> **TASK DESCRIPTION**
Extract every line of the records below, reproducing each one verbatim and without alteration.

> **MATERIAL FOR THE TASK**
☆ ☆ ☆ ☆

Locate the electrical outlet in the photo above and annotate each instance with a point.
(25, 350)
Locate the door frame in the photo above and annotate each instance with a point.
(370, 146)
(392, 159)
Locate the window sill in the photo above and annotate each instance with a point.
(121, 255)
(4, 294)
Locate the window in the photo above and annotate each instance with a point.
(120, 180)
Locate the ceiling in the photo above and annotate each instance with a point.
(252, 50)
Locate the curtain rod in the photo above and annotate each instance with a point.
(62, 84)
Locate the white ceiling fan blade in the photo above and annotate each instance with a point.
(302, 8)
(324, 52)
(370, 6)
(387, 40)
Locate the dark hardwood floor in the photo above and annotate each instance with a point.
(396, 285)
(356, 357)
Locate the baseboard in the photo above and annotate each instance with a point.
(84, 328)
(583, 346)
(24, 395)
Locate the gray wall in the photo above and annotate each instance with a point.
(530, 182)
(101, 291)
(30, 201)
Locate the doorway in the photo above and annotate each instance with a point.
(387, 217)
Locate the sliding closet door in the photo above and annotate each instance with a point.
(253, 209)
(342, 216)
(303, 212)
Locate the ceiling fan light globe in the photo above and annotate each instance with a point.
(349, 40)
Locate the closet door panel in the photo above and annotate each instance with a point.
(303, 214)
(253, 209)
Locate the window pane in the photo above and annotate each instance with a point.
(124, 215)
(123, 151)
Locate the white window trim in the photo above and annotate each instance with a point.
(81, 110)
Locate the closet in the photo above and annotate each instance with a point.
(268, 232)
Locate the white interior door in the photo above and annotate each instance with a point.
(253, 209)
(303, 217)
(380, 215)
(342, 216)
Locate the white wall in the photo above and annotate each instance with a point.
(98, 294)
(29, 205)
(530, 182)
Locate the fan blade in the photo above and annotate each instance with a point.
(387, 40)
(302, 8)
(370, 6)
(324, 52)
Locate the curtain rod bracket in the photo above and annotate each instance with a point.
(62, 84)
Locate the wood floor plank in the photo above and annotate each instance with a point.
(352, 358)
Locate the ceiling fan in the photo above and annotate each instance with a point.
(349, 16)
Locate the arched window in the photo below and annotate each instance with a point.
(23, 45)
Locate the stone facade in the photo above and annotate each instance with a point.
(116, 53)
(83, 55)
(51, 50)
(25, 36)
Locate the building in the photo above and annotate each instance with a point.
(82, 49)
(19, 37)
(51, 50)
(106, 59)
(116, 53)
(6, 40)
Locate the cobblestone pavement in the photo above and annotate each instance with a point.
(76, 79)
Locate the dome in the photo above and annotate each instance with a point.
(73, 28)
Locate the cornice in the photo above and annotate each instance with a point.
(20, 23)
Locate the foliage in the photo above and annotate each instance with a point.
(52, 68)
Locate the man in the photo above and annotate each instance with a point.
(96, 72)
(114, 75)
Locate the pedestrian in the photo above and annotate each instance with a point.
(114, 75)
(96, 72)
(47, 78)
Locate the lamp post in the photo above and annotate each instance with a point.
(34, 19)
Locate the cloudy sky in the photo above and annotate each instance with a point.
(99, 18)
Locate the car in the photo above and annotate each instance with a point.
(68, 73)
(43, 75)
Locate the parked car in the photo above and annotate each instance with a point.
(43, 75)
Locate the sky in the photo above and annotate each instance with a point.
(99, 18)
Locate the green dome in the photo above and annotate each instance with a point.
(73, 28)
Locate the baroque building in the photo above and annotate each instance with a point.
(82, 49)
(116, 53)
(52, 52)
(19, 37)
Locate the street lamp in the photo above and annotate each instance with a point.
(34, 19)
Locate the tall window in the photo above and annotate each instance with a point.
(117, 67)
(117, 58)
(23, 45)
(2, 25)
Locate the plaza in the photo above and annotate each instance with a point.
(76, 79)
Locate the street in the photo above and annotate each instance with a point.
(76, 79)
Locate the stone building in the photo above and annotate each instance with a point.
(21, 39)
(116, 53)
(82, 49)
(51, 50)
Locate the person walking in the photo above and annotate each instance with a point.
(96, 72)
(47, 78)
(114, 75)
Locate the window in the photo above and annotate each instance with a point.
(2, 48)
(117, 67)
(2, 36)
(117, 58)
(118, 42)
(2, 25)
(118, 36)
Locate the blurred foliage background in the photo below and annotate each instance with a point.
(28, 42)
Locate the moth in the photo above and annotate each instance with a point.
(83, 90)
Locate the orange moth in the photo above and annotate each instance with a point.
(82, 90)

☆ ☆ ☆ ☆

> **ANSWER TO THE PROBLEM**
Locate the electrical outlet in the photo above and annotate each instance with a point.
(25, 350)
Locate the door frame in the photo above and annotate each instance with a point.
(370, 146)
(392, 159)
Locate the window sill in the photo above and annotate each instance with a point.
(121, 255)
(4, 294)
Locate the window in the photo above and annotate each instance with a point.
(120, 180)
Locate the ceiling in the photo above and annotate each instance with a point.
(252, 50)
Locate the curtain rod in the photo above and annotate each instance with a point.
(62, 84)
Locate the white ceiling fan blade in the photo above and annotate each instance with a point.
(302, 8)
(324, 52)
(370, 6)
(387, 40)
Locate the dark hardwood floor in the photo above and annotate each instance with a point.
(396, 285)
(356, 357)
Locate the baseboard in the photo above and annotate each instance with a point.
(84, 328)
(583, 346)
(24, 395)
Locate the gray wall in the photo above and annotate each instance with a point.
(530, 182)
(101, 291)
(30, 201)
Locate the doorway in the photo above and annotate each instance with a point.
(387, 217)
Locate the sliding closet door in the photo above and annotate each instance with a point.
(253, 209)
(342, 216)
(303, 212)
Locate the ceiling fan light globe in the photo above and annotate each instance with a point.
(349, 40)
Locate the closet door panel in the photo above and annotate each instance with a point.
(303, 214)
(253, 209)
Locate the window pane in the photo above and annotate each instance with a point.
(124, 215)
(123, 151)
Locate the white window trim in the photo above and annotate each instance with a point.
(81, 110)
Locate the closet in the photo above and annotate each instance with a point.
(268, 232)
Locate the white interior door in the photo above and annotate each instance with a point.
(253, 209)
(303, 217)
(380, 215)
(342, 216)
Locate the white wall in the photo above and annotate each instance with a point.
(98, 294)
(29, 205)
(530, 182)
Locate the fan blade in the photo above and annotate each instance with a point.
(387, 40)
(302, 8)
(370, 6)
(324, 52)
Locate the curtain rod bracket in the photo above and annotate each instance with a point.
(62, 84)
Locate the wood floor plank in the photo above and annotate each instance with a point.
(352, 358)
Locate the ceiling fan in the photo above and annotate each instance with a point.
(349, 16)
Locate the arched window in the photo below and annotate each instance with a point.
(23, 45)
Locate the stone facade in the photo above and annotate each instance with a point.
(116, 53)
(83, 55)
(51, 50)
(25, 36)
Locate the building in the photo above and annotate each instance with a point.
(82, 49)
(19, 37)
(51, 50)
(106, 59)
(116, 53)
(6, 40)
Locate the cobblestone pavement in the photo above and annotate each instance with a point.
(76, 79)
Locate the dome in the photo above and annotate each instance with a point.
(73, 28)
Locate the cornice in the photo above and annotate each instance with a point.
(20, 23)
Locate the foliage in the photo above and annotate each instance with a point.
(52, 68)
Locate the man in the photo above and annotate each instance with a point.
(96, 72)
(114, 75)
Locate the pedestrian in the photo above and annotate each instance with a point.
(114, 75)
(96, 72)
(47, 78)
Locate the lamp post in the photo above and annotate each instance with a point.
(34, 19)
Locate the cloudy sky in the photo above and annotate each instance with a point.
(99, 18)
Locate the car in the photo above and annotate each instance with a point.
(68, 73)
(43, 75)
Locate the parked car in the photo above and annotate each instance with a point.
(43, 75)
Locate the sky in the photo above and annotate each instance with a point.
(99, 18)
Locate the green dome in the photo above and annotate each instance with a point.
(73, 28)
Locate the baroque building in the photo above and annotate each instance with a point.
(82, 49)
(116, 53)
(52, 52)
(19, 37)
Locate the street lamp in the photo above and annotate each instance with a point.
(34, 19)
Locate the tall window in the photo above and annotate each instance with a point.
(117, 67)
(117, 58)
(23, 45)
(2, 25)
Locate the plaza in the photo above and annotate each instance with a point.
(76, 79)
Locate the street in the photo above and annotate each instance with a point.
(76, 79)
Locate the stone building in the photo above and annotate each instance with a point.
(21, 39)
(116, 53)
(82, 49)
(51, 50)
Locate the person walking in the photo above and annotate each instance with a point.
(96, 72)
(47, 78)
(114, 75)
Locate the window in the photo above and annotate each instance with a point.
(2, 48)
(117, 67)
(2, 36)
(117, 58)
(118, 42)
(2, 25)
(118, 36)
Locate the blurred foliage background in the photo below and annotate each instance with a point.
(28, 42)
Locate the moth in the photo above and annotate each instance with a point.
(83, 90)
Locate the orange moth in the photo above and annotate each instance with a point.
(82, 90)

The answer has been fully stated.